─── DATASET EXCERPTS

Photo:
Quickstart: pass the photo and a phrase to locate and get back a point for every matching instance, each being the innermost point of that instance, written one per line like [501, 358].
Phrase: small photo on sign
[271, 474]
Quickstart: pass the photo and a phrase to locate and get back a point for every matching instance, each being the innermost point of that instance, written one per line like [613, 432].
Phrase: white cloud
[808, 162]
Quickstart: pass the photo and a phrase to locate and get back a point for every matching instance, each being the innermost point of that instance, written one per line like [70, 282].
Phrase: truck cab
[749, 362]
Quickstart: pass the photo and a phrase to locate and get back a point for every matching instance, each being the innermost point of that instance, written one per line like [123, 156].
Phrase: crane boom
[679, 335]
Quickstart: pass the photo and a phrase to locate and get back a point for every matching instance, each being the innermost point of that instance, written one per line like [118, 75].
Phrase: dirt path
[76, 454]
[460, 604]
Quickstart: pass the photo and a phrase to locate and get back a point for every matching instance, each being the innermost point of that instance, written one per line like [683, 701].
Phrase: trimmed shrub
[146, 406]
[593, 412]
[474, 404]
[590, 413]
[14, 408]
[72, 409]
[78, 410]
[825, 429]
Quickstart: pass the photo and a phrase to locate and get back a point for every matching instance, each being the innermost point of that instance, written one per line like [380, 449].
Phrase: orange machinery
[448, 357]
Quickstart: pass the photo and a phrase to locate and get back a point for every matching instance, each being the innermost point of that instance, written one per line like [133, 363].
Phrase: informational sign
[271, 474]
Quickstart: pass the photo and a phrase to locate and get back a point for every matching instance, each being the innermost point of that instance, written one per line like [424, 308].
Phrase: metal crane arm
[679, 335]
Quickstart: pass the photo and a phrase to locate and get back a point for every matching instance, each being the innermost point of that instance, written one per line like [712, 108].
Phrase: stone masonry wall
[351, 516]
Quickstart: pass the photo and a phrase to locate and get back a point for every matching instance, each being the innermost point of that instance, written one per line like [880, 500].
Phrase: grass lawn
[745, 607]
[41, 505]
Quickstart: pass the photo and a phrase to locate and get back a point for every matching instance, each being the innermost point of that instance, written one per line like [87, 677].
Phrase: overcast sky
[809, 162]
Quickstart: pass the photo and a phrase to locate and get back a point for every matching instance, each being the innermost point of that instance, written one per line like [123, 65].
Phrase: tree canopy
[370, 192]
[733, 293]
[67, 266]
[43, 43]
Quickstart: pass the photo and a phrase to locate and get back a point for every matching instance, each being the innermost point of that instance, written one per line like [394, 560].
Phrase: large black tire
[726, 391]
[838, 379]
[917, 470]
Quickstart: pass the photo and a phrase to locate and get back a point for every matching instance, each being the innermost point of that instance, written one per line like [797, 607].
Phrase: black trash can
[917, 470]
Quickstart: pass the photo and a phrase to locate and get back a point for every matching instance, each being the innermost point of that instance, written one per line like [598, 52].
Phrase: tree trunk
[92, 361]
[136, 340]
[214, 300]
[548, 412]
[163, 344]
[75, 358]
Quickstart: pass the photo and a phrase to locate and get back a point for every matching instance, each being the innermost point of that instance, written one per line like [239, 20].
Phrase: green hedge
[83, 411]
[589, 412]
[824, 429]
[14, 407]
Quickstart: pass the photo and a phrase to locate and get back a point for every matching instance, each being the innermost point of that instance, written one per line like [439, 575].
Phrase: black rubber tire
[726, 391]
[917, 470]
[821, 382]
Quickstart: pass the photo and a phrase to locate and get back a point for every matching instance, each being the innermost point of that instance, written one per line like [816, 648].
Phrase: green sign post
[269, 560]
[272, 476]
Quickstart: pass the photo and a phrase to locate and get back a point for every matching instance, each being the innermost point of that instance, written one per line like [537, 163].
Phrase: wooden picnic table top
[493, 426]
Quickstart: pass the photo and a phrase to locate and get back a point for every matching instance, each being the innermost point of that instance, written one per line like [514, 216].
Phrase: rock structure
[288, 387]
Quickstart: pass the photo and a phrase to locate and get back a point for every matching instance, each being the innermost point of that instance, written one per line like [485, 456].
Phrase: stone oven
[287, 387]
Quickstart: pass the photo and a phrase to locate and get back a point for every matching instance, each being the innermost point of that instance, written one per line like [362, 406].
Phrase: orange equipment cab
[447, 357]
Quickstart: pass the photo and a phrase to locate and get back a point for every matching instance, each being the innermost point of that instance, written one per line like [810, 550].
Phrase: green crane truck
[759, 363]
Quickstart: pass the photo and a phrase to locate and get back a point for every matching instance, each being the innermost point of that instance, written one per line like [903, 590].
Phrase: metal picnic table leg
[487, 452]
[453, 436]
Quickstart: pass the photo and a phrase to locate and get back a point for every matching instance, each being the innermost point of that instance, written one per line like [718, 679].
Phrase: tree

──────

- PROBLEM REQUIREMENTS:
Type the records again in full, matching them exactly.

- RESULT OF THIS TASK:
Photo:
Quickstart: pass the photo and a phrase to locate and get back a point for every matching instance, each being the innermost point of that instance, written one per line like [501, 358].
Phrase: small photo on sign
[271, 474]
Quickstart: pass the photo and a phrase to locate and get back a point for every matching instance, each being the innermost point of that instance, written one per line like [613, 432].
Phrase: white cloud
[808, 162]
Quickstart: pass the photo and a phrase to locate and get back a point for every matching instance, each being the innermost point of that instance, written one per line like [70, 282].
Phrase: truck cab
[749, 362]
Quickstart: pass the photo and a phrase to locate and get back a point for every matching instance, each being the innermost point of that instance, written one per line like [123, 156].
Phrase: crane boom
[679, 335]
Quickstart: pass the photo and a phrase to locate and get back a point for every matching instance, each being the innermost point of that instance, written one per line like [118, 75].
Phrase: dirt path
[76, 454]
[460, 604]
Quickstart: pass the photo and a phrase to locate and get back a point for every matching instance, each being the innermost point of that instance, written one per line like [683, 701].
Phrase: trimmed shrub
[146, 406]
[593, 412]
[474, 404]
[590, 413]
[14, 408]
[72, 409]
[78, 410]
[825, 429]
Quickstart: pass the photo and a phrase to locate and get back a point for every matching instance, each being the innermost point of that instance, written one per line like [380, 449].
Phrase: orange machinery
[448, 357]
Quickstart: pass the photo and a phrase to locate and get back a point for every matching instance, each being the innermost point of that instance, written one per line like [133, 363].
Phrase: informational sign
[271, 474]
Quickstart: pass the photo and a phrase to locate and get back a point for every matching instance, each being the innermost point of that instance, written one per line like [424, 308].
Phrase: metal crane arm
[679, 335]
Quickstart: pass the photo and a phrase to locate and get back a point for every matching instance, each being the innermost point of that instance, written one per line like [712, 108].
Phrase: stone masonry wall
[351, 516]
Quickstart: pass the photo and a phrase to locate and get back a point for every matching instance, each being the innermost point of that instance, written one per line like [880, 500].
Phrase: grass lawn
[745, 607]
[41, 505]
Quickstart: pass the photo and a phrase to locate and get back a point for every matching instance, each being the innermost point of that instance, written one per line like [87, 677].
Phrase: overcast sky
[809, 162]
Quickstart: pass the photo and a phrase to locate and get back a point for every matching instance, each being the innermost point of that instance, written one per line like [123, 65].
Phrase: tree canopy
[370, 192]
[733, 293]
[67, 266]
[43, 43]
Quickstart: pass the photo and a phrase to locate and get back a point for every matching instance, each being the innermost point of that instance, written one per line like [394, 560].
Phrase: large black tire
[726, 391]
[838, 379]
[917, 470]
Quickstart: pass the photo and a phrase to locate and get back a point for every matching instance, each being the innermost point of that instance, written one per line like [797, 607].
Phrase: black trash can
[917, 470]
Quickstart: pass the photo and a phrase to locate and get back a point for every matching instance, each being the innermost point of that instance, written one per line like [598, 52].
Phrase: tree trunk
[92, 361]
[136, 340]
[214, 300]
[548, 412]
[163, 344]
[75, 358]
Quickstart: pass the photo and a phrase to locate and get back a point for every matching instance, each being the innermost point of that instance, written one per line like [239, 20].
Phrase: green hedge
[83, 411]
[589, 412]
[824, 429]
[14, 407]
Quickstart: pass the photo and a phrase to locate and get back a point for every matching instance, each being the innermost point of that instance, written one per line like [439, 575].
Phrase: black rubber tire
[726, 391]
[917, 470]
[821, 382]
Quickstart: pass the photo and a phrase to locate and get back a point for every matching instance, each being the innermost point of that instance, written one per line like [816, 648].
Phrase: green sign post
[269, 560]
[272, 476]
Quickstart: pass the photo and a phrase to locate and get back a point for every matching instance, each being the innermost point of that instance, written one per line like [537, 163].
Phrase: wooden picnic table top
[493, 426]
Quickstart: pass the photo and a phrase to locate and get back a point for every matching instance, each being the innermost point of that instance, written one per line like [514, 216].
Phrase: rock structure
[288, 387]
Quickstart: pass the photo and a phrase to locate and get back a point for every matching instance, each being the innermost point of that instance, written one per line like [485, 456].
Phrase: stone oven
[287, 387]
Quickstart: pass the photo and a phrase to locate and get back a point for every matching instance, each being the innermost point of that instance, written one per line like [362, 406].
Phrase: orange equipment cab
[447, 357]
Quickstart: pass the photo and a phrase to locate and get back a point for every matching instance, each being the innermost point of that instance, written one per line like [810, 550].
Phrase: green crane truck
[759, 363]
Quickstart: pass the photo and a phrase to locate and get back a point for every matching instance, each being the innermost point of that instance, written one per line like [903, 590].
Phrase: metal picnic table leg
[487, 452]
[453, 436]
Quickstart: pass the photo and a phrase to locate and get back a point for every matching instance, each being the innermost point of that instance, written one per line like [718, 679].
Phrase: tree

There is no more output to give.